**Given request 1:** Reproduce the part of the meeting summary between "The speakers then" and "a few months.", inclusive.
**Given request 2:** List every person the meeting summary names.

**Excerpt to read:**
+---+

The speakers then took a number of questions and comments from attendees before inviting one-on-one discussion and use of comment cards. Asked about property acquisition for the bowtie at Harrison and Epworth, Ms. Jenkins and Ms. Bartley noted that the acquisition of private property was not proposed or recommended by the Coalition and is not part of the design for the space. In response to a question about process for design selection, Mr. Shuckman and Ms. Bartley responded that it would involve community input, Department of Traffic and Engineering input, and a review of budget, functional, and technical elements. All of this will be synthesized and then come back to the Coalition and the community for feedback. The intent is to have  the plan developed within a few months.

Regarding parking, there are currently 14 spots. The preliminary plans call for approximately the same number, moved to the side and supplemented with on-street parking  as well.  Several people commented positively and negatively about a dog park, some noting that it would require a barrier or fenced off area and other commenting that it would bring people together and make better use of the back of the property. There was a positive comment about the green space and valuing the plantings but a corresponding question about maintenance. The speakers noted that the design was taking into account existing plantings that are assets as well as maintenance, including irrigation, but that this remains a matter for possible private-public partnership. Asked about child play spaces, the speakers noted that they are leaning towards playscapes and creative play and away from traditional playground equipment and barriers. The speakers remarked that a cafe’ or concession space, possibly operating out of the lower level kitchen, is an option. An attendee noted that Mr. LaRosa made the Broadbeck performance area possible and might be involved in planning for a new performance area or for performance series sponsorship.

+---+

**Data section:**
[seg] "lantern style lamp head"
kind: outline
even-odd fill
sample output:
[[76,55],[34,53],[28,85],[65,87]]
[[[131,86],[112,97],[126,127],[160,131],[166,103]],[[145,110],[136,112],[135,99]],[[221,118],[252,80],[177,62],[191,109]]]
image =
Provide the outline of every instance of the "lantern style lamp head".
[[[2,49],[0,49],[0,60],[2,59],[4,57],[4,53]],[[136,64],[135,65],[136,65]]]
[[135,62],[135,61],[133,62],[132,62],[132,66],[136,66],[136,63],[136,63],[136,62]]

+---+

**Task result 1:**
The speakers then took a number of questions and comments from attendees before inviting one-on-one discussion and use of comment cards. Asked about property acquisition for the bowtie at Harrison and Epworth, Ms. Jenkins and Ms. Bartley noted that the acquisition of private property was not proposed or recommended by the Coalition and is not part of the design for the space. In response to a question about process for design selection, Mr. Shuckman and Ms. Bartley responded that it would involve community input, Department of Traffic and Engineering input, and a review of budget, functional, and technical elements. All of this will be synthesized and then come back to the Coalition and the community for feedback. The intent is to have  the plan developed within a few months.

**Task result 2:** Ms. Jenkins, Ms. Bartley, Mr. Shuckman, Mr. LaRosa